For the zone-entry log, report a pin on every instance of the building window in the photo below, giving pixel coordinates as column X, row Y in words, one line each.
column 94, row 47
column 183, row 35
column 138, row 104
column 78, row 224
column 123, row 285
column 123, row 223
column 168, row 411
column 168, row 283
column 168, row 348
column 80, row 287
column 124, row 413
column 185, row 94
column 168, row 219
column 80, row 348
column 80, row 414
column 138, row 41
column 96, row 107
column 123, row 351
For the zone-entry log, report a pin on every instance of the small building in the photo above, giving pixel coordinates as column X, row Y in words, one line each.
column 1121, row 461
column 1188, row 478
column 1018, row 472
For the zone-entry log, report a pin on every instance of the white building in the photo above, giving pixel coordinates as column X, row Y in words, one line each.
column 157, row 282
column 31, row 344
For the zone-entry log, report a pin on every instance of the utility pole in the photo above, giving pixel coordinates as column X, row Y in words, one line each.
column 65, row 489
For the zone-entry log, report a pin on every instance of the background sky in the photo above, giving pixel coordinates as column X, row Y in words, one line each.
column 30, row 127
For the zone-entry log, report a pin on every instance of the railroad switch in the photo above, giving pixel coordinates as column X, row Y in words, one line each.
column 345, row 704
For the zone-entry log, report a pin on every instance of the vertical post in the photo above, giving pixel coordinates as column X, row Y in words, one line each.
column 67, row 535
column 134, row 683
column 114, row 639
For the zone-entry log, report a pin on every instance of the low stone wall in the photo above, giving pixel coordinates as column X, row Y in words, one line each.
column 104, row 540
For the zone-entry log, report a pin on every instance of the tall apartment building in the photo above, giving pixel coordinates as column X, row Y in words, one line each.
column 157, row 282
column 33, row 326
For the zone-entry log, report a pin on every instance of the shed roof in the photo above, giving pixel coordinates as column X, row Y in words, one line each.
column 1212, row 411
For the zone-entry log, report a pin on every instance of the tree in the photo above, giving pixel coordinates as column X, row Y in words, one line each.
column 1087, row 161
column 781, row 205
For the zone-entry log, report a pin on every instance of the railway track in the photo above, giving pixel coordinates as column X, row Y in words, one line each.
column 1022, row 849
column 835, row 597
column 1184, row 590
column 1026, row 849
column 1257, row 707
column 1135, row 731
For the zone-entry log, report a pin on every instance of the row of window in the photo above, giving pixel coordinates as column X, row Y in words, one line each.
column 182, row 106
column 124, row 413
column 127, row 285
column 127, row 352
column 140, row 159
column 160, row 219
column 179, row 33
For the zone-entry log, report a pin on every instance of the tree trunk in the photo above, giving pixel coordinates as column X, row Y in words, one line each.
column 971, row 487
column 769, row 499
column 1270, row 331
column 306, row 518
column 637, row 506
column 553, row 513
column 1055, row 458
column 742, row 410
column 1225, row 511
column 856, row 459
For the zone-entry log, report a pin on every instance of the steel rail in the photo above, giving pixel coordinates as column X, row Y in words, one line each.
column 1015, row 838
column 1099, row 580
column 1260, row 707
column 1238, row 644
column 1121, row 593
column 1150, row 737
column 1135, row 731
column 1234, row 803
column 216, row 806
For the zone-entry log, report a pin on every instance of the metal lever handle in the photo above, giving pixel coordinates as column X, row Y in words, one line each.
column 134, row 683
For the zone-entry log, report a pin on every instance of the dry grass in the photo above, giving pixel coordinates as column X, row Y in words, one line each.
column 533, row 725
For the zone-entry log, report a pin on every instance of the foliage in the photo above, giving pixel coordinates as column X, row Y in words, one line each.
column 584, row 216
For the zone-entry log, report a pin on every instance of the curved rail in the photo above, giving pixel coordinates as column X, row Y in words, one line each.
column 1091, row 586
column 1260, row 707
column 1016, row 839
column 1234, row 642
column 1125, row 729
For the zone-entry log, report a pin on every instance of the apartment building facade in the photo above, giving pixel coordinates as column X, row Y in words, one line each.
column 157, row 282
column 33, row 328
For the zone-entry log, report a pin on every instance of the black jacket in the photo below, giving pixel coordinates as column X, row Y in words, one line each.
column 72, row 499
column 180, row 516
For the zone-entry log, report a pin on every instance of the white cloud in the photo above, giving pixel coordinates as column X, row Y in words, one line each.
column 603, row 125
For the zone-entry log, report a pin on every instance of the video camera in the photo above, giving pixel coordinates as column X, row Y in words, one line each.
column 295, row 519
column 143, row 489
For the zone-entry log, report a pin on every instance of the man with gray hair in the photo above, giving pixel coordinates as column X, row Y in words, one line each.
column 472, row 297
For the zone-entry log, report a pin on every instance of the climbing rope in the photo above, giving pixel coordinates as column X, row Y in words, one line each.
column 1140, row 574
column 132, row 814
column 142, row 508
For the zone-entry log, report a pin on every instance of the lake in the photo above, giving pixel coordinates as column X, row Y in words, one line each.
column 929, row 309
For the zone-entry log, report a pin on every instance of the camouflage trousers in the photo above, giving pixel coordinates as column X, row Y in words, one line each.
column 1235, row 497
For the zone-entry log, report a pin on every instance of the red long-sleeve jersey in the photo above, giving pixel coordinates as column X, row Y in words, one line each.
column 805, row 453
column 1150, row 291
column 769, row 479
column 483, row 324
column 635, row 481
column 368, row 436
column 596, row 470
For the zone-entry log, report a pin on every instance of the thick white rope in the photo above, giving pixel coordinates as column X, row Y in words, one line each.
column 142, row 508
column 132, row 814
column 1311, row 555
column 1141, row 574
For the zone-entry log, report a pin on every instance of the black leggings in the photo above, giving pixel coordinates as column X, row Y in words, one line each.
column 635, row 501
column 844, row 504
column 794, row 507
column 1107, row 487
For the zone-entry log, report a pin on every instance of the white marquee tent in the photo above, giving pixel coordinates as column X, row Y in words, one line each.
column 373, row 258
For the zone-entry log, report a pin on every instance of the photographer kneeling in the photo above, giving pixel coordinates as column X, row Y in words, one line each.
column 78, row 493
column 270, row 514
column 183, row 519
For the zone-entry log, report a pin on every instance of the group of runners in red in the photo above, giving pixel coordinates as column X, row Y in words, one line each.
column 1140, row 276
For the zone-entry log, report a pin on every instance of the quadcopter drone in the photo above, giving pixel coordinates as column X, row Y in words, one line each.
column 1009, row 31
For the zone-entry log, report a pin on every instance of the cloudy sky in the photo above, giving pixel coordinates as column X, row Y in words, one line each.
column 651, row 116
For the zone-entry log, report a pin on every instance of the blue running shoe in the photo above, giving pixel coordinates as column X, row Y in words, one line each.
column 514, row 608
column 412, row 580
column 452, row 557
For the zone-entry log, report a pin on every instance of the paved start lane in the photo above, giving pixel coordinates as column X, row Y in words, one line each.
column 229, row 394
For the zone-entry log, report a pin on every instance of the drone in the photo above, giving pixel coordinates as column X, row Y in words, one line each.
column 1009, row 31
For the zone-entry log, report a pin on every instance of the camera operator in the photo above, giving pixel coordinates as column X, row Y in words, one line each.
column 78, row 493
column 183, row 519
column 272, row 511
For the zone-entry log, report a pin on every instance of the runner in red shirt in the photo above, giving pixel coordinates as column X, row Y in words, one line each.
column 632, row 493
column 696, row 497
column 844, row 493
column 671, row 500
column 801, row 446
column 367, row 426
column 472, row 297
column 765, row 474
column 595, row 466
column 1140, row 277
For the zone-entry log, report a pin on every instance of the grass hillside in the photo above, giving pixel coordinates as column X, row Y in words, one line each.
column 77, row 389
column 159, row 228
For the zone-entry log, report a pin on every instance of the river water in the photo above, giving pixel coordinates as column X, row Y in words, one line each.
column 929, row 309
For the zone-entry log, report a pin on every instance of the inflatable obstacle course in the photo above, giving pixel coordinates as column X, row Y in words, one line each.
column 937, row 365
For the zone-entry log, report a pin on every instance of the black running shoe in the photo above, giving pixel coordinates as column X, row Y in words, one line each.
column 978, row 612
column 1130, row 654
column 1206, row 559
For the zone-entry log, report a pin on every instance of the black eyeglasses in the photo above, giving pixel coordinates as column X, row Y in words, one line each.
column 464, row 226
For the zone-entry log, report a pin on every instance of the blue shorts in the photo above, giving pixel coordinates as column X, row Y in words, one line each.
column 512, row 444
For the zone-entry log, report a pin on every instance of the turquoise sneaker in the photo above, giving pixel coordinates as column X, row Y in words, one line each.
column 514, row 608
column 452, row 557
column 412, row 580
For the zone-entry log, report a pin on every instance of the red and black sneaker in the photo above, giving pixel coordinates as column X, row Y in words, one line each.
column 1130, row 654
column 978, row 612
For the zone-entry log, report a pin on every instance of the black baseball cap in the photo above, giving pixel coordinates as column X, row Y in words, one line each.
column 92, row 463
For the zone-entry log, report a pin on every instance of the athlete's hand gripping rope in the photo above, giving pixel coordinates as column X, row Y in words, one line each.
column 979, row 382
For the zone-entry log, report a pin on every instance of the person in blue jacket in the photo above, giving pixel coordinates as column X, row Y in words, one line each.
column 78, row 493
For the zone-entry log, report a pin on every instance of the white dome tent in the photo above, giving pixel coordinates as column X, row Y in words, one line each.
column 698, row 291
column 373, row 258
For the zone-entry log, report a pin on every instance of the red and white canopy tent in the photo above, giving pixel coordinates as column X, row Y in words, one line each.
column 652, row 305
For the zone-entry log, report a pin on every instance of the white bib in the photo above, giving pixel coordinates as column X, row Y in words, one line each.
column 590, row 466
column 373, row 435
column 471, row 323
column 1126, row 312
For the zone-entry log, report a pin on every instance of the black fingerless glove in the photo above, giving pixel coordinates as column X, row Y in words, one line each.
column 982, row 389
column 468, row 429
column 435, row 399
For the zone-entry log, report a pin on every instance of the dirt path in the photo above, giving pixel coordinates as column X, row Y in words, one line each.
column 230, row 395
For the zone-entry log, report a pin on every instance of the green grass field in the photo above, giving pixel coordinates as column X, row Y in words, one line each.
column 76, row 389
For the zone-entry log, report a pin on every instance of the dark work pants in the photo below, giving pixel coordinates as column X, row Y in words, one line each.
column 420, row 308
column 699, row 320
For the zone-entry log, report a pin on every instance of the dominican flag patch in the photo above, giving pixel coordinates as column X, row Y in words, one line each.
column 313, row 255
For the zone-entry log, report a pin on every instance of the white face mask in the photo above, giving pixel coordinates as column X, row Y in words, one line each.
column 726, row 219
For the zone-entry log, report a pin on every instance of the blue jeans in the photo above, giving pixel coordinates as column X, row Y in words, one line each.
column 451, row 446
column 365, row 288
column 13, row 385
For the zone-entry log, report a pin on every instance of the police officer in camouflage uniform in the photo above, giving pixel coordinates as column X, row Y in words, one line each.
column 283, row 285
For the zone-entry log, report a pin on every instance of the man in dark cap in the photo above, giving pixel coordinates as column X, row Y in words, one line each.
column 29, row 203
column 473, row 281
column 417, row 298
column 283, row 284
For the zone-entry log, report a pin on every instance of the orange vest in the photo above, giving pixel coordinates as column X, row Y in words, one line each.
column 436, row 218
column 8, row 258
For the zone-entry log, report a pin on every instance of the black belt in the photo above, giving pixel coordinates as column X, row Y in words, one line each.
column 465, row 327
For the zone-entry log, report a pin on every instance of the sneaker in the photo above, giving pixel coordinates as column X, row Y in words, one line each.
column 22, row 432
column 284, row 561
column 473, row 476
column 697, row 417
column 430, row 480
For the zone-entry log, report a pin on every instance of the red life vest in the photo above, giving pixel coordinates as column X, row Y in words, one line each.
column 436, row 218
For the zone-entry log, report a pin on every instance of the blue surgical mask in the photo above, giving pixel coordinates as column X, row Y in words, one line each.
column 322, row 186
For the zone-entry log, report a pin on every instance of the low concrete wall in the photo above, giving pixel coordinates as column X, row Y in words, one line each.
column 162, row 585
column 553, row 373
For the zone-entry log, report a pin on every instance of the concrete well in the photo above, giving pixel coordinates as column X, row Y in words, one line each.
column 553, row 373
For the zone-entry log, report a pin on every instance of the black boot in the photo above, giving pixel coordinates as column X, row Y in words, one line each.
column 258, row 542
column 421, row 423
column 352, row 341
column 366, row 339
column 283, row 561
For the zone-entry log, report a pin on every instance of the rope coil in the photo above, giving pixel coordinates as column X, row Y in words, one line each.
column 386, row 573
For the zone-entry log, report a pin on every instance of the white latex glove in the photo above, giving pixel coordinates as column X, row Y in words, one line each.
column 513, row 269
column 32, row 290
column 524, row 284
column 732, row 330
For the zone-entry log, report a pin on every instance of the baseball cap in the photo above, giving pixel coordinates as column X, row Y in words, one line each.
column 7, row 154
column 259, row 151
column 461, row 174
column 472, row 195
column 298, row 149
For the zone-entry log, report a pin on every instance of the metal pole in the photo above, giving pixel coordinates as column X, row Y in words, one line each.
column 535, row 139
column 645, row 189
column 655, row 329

- [Problem requirements]: Reproduce the items above word for word, from the very first line through the line that contains "column 345, row 704", including both of those lines.

- [Task result]:
For the zone-entry log, report a pin on every instance of the building window in the photo below, giving pixel coordinates as column X, row Y in words, one line each.
column 94, row 47
column 183, row 35
column 138, row 104
column 78, row 224
column 123, row 285
column 123, row 223
column 168, row 411
column 168, row 283
column 168, row 348
column 80, row 287
column 124, row 413
column 185, row 94
column 168, row 219
column 80, row 348
column 80, row 414
column 138, row 41
column 96, row 107
column 123, row 351
For the zone-entry log, report a pin on every instance of the small building in the photo above, giving pixel coordinates as column X, row Y in words, one line each.
column 1121, row 461
column 1188, row 478
column 1018, row 472
For the zone-entry log, report a pin on every instance of the white building in the photo above, giving pixel coordinates as column X, row Y in words, one line each.
column 157, row 282
column 31, row 344
For the zone-entry log, report a pin on every instance of the utility pole in the photo above, giving pixel coordinates as column X, row Y in words, one line each.
column 65, row 489
For the zone-entry log, report a pin on every instance of the background sky in the photo above, giving pixel coordinates as column X, row Y in words, one line each.
column 30, row 127
For the zone-entry log, report a pin on every instance of the railroad switch in the photo above, giving pixel coordinates as column X, row Y in words, one line each.
column 345, row 704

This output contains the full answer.